··· 节选 ···
听到这个决定,我心里“咯噔”一下,如何突破第一部的感觉,如何让观众看着不厌烦,当时我想了很多,千头万绪的。还没等我思想斗争有个结果,就又被导演送到了刑警队去体验生活去了。
再次深入警队,我知道演好季洁光有角色的大致轮廓是不够的,还必须深入挖掘季洁的内心世界,让她更加鲜活,更加生动起来。拍《重案六组1》时的那点生活底子太薄了,为了能够在原来季洁形象的基础上,塑造出一个更年轻、更职业、更有性格特点的新世纪女刑警,我深入到刑警队的第一线,参加实战,有的经历用惊心动魄来形容,一点也不过分。
2002年冬天,我、张潮、孙菲菲、吕萧正在分局各个警队值班,突然接到通知到某派出所开会。一进门就感到气氛有些紧张,大家不敢多嘴,坐在角落里等待分配任务。散会了,我们也不知道那天到底执行什么任务,只是跟着各自的小组长分别上车离开。
汽车来到了一个三环路边上的一个小区。下车之后,我跟着便衣进了一个餐馆,上到二楼,直接进了一个包间,里面或坐或站满满十几个人,其他几个演员也已经在里面聚齐了。
接下来的几个小时,漫长而无聊,大家只是“呆”着,没有任何事做,没有水喝,没有零食,没有报纸杂志更不允许打电话。我试图出门买包瓜子,忍了忍又坐下,就这样一直等到天黑。天黑透之后,支队长突然进门,跟几个小组长耳语几句,没有更多的话,大家齐刷刷起身出门,我明白,这是开始布哨了。
我跟着三个男便衣走到位于小区中间的一栋楼旁边,钻进事先停放在那里的一辆轿车里。我坐在驾驶员的位子上,时间一分一秒地过去,我身后的三个侦查员一动不动,从他们的三言两语中,我得知我们这次任务是要抓捕前来进行毒品交易的毒贩。
我们这辆车位于这个包围圈的二哨位置,是嫌犯的必经之路。三哨是核心位置——交易地点,张潮、王挺随侦查员已经埋伏在附近。而一哨的孙菲菲、吕萧则在包围圈的最外延,三环路的公共汽车站,那么冷的天,两个可怜的孩儿冻惨了。
就这样,又过了两三个小时,已经超过预定时间两个小时了,对讲机里还是没有任何行动的消息。
一个让我抓狂的问题出现了——我要上厕所!
俗话说人有三急,饿了还可以忍着,可如果被尿憋急了,那可真够受的。但是又不可能现在出去找洗手间,因为这辆车在这儿停了太长时间了,谁也不知道里面有人,甚至连玩耍的孩子近在咫尺也没有发现,如果我突然开车门出去,很可能暴露目标,造成抓捕行动的失败。旁边三个男警察可能看出我当时的难受劲儿,就尽量压低声音说一些分散我注意力的话。我一边忍,一边暗中祈祷,毒贩啊毒贩,你快点儿来吧,你再不来我就要尿裤子了……毒贩好像听到了我的心声,突然对讲机里传出第一组民警的声音:到位了!意思是说犯罪嫌疑人已经被擒获了。
··· 所给记录 ···
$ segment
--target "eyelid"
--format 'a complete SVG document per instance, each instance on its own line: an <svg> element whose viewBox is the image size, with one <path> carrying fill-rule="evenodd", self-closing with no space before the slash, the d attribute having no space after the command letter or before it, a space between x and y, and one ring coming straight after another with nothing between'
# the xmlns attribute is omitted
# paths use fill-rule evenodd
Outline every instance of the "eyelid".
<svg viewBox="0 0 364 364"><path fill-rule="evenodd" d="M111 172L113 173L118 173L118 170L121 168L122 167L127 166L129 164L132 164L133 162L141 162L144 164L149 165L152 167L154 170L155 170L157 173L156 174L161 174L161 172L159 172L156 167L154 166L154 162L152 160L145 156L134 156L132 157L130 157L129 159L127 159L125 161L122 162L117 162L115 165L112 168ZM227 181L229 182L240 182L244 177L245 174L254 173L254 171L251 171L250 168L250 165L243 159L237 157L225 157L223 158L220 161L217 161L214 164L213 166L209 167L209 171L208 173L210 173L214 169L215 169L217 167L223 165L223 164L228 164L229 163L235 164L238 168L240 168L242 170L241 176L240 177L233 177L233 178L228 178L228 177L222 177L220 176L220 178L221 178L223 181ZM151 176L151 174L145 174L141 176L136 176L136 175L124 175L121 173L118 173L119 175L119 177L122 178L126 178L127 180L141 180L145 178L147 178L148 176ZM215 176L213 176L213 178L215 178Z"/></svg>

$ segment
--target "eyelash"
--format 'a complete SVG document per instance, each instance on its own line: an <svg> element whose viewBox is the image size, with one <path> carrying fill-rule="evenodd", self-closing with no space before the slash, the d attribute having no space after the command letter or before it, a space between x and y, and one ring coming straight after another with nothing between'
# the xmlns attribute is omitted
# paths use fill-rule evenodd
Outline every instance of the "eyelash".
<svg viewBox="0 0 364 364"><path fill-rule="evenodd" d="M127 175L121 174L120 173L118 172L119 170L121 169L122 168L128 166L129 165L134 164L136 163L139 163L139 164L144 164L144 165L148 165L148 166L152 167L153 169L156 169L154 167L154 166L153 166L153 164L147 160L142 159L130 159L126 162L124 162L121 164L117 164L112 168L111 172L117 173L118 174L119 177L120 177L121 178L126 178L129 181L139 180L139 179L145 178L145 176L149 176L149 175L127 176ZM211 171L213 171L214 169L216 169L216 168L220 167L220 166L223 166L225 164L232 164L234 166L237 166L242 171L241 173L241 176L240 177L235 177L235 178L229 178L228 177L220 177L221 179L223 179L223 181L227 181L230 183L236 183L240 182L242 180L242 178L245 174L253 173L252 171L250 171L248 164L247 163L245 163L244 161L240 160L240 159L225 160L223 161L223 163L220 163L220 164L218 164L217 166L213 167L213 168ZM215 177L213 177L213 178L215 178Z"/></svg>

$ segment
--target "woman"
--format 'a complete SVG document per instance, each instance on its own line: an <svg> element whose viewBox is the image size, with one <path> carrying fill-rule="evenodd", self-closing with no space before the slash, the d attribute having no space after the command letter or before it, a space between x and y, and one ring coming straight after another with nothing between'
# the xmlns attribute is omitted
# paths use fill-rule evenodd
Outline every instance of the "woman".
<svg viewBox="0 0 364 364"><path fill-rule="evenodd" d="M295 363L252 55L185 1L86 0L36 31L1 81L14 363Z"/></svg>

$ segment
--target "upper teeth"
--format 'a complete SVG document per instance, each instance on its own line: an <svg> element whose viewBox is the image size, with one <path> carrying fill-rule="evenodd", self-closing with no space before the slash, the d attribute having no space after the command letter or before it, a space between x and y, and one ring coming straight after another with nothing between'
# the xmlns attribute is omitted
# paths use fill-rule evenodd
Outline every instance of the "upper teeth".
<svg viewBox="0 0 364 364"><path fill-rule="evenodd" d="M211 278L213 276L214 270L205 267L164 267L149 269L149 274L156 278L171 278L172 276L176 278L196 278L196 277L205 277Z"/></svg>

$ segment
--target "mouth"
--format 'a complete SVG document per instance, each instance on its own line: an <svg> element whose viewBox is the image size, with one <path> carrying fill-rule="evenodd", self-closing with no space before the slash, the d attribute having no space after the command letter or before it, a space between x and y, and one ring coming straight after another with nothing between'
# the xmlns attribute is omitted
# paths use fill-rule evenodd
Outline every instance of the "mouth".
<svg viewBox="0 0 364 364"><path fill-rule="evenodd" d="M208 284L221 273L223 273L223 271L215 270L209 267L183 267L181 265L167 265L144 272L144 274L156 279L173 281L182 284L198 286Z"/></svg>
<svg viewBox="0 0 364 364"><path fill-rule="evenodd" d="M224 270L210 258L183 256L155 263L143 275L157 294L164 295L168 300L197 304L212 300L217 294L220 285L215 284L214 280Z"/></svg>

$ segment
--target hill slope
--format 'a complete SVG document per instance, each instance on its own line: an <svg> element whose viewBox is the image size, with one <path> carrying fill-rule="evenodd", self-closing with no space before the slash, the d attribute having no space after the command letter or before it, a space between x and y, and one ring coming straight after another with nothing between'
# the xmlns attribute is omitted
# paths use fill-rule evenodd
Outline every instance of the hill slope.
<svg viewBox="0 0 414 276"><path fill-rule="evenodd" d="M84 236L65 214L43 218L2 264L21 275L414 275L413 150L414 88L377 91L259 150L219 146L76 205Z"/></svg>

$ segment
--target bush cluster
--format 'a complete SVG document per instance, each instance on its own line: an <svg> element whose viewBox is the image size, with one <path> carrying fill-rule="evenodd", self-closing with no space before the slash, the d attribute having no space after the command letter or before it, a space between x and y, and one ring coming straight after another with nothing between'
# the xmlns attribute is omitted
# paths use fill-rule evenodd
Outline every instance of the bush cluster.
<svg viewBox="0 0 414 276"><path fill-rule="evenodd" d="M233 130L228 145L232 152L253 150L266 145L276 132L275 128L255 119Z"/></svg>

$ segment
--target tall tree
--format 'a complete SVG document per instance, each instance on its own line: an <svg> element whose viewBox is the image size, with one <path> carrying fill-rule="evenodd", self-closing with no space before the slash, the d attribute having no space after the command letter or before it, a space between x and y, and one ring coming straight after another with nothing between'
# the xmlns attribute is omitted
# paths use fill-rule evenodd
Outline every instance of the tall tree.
···
练习题
1 - 从节选中原样返回一段文字,起点是含有“2002年冬天,我、张潮、孙”的那几个字,到“机里还是没有任何行动的消息。”为止。
2 - 接着这篇讲演员去刑警队体验生活的节选往下写,从最后一句之后续起。

各题答案
1 -
2002年冬天,我、张潮、孙菲菲、吕萧正在分局各个警队值班,突然接到通知到某派出所开会。一进门就感到气氛有些紧张,大家不敢多嘴,坐在角落里等待分配任务。散会了,我们也不知道那天到底执行什么任务,只是跟着各自的小组长分别上车离开。
汽车来到了一个三环路边上的一个小区。下车之后,我跟着便衣进了一个餐馆,上到二楼,直接进了一个包间,里面或坐或站满满十几个人,其他几个演员也已经在里面聚齐了。
接下来的几个小时,漫长而无聊,大家只是“呆”着,没有任何事做,没有水喝,没有零食,没有报纸杂志更不允许打电话。我试图出门买包瓜子,忍了忍又坐下,就这样一直等到天黑。天黑透之后,支队长突然进门,跟几个小组长耳语几句,没有更多的话,大家齐刷刷起身出门,我明白,这是开始布哨了。
我跟着三个男便衣走到位于小区中间的一栋楼旁边,钻进事先停放在那里的一辆轿车里。我坐在驾驶员的位子上,时间一分一秒地过去,我身后的三个侦查员一动不动,从他们的三言两语中,我得知我们这次任务是要抓捕前来进行毒品交易的毒贩。
我们这辆车位于这个包围圈的二哨位置,是嫌犯的必经之路。三哨是核心位置——交易地点,张潮、王挺随侦查员已经埋伏在附近。而一哨的孙菲菲、吕萧则在包围圈的最外延,三环路的公共汽车站,那么冷的天,两个可怜的孩儿冻惨了。
就这样,又过了两三个小时,已经超过预定时间两个小时了,对讲机里还是没有任何行动的消息。

2 -
身后的三个刑警跳下车,迅速向那里跑去,我也紧随其后,到了抓捕现场,我发现被手铐铐在一起一对男女正蹲在地上,看着屋子里的警察在忙碌,我也想帮忙,就想搜一下那个女犯罪嫌疑人的身,就把手伸向了她的裤袋,但还没等手触摸到,支队长就在我手上狠狠打了一下,“你不要命了?”
我愣住了,不解地问:“怎么了?”
支队长告诉我,现在的贩毒分子十有八九都吸毒,而且还可能患有艾滋病,他们的衣袋里一般都装有注射器,针尖上可能会携带病毒。以前分局的一位民警在搜毒贩身的时候,被带有艾滋病病毒的针尖刺破了手掌,产生了严重的后果。
听完支队长的一番话,我惊出一身冷汗,后怕得不行。任务结束后,支队长宣布收队,回去吃饭,和我蹲守在一辆车里的民警提醒我:你不是要上厕所吗,赶紧去吧。
我嘿嘿笑着,不想去了,被吓回去了。
后来,我把这个故事编到《重案六组2》中,警花田蕊抓捕过程中被毒贩(田珉饰)咬了一口,好端端的一个漂亮姑娘在等待艾滋病检查结果的过程中表现出害怕、紧张、担心博得了广大观众的同情,很多观众说从没想到刑警的工作还会遇到这样的危险。
其实《重案六组》剧中的案例,大多数是现实中发生过的,除了电视里网上公开的案例,很多都是从我们师傅嘴里套出来的。在拍《重案六组》的这10多年时间里,我已经不记得有多少次跟刑警一起出现场,深夜抓捕、押审犯人,在这期间,我结识了很多很多优秀的刑警,他们是我的师傅,我的榜样。为了得到最精彩的故事,我们经常跟我们的刑警师傅聊天、套磁、喝大酒,一旦他把你当成朋友和哥们儿,他就会把他这一生中办过的最漂亮最难忘的案子讲给你听。
耳濡目染,我从努力地塑造季洁的职业味儿,渐渐地变成了游刃有余地把握季洁的分寸感。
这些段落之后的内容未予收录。